_What the task requires_
From the entries that follow, copy each line containing the word "pale".

_Available records_
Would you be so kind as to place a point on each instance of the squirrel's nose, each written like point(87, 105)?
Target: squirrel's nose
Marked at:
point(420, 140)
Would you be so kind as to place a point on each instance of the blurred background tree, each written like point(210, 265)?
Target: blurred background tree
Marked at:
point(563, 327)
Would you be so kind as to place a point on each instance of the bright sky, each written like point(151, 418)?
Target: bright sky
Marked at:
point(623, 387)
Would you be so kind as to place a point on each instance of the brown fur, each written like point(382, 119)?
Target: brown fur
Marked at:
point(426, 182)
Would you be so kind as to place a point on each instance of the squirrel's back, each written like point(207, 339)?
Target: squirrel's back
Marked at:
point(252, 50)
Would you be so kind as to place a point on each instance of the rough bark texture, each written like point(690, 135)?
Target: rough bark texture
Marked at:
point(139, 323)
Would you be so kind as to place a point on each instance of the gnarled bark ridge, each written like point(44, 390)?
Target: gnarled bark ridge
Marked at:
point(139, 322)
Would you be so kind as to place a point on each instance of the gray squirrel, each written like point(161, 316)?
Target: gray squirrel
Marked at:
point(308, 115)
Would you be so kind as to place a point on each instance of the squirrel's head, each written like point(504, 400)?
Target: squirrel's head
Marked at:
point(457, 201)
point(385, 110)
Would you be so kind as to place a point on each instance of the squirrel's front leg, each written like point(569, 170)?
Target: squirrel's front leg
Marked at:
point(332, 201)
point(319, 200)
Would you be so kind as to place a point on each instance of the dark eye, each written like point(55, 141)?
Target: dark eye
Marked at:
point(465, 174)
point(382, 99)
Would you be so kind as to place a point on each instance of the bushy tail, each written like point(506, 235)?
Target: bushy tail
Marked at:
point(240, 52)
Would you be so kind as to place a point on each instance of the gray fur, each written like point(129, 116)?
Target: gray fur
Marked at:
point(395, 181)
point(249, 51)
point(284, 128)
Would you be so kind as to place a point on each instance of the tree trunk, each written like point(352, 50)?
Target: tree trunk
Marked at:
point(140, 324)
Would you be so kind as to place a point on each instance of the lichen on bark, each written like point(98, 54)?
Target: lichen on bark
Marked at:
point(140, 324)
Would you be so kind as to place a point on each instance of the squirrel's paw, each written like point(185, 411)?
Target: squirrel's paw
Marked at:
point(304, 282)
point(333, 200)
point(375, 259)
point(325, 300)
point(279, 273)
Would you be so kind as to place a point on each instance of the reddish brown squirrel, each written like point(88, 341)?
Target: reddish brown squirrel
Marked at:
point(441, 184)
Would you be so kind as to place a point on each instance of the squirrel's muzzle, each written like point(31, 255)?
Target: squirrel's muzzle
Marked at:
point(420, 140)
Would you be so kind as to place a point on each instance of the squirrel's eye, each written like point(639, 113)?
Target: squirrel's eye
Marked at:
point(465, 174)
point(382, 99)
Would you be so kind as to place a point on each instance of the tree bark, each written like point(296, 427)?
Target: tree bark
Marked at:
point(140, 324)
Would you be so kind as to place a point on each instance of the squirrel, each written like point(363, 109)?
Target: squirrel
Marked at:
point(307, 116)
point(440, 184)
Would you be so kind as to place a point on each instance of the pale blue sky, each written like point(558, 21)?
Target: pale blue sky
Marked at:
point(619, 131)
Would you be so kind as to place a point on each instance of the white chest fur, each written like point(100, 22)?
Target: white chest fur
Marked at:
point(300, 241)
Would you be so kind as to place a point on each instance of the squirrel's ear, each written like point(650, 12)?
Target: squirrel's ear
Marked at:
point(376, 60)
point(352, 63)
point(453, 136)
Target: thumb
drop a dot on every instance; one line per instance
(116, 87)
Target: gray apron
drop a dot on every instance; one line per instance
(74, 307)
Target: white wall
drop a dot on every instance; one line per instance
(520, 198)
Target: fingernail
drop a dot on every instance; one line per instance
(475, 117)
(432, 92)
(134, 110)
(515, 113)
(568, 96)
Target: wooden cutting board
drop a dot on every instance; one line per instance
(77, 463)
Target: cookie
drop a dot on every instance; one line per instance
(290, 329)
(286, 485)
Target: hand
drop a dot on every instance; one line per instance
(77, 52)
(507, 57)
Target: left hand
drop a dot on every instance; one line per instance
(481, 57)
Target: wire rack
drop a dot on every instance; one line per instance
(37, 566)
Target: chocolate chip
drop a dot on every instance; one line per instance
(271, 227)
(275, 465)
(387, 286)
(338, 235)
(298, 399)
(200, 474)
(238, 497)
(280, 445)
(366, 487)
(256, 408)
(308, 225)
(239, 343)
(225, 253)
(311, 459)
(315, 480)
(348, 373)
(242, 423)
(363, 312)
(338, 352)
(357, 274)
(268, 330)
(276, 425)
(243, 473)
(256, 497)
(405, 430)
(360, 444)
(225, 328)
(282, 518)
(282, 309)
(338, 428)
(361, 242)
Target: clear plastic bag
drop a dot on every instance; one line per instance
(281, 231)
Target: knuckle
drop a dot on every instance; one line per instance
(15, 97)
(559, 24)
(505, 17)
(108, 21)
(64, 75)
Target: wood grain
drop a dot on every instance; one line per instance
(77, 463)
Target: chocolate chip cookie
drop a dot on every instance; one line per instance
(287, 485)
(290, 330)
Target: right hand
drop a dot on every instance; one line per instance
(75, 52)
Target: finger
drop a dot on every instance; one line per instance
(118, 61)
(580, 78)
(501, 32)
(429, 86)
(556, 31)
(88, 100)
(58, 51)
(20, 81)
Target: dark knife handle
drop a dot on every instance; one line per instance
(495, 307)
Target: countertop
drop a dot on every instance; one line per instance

_Response to this task_
Would you be so kind as to place a point on each instance of the pale blue sky, each written like point(558, 21)?
Target: pale blue sky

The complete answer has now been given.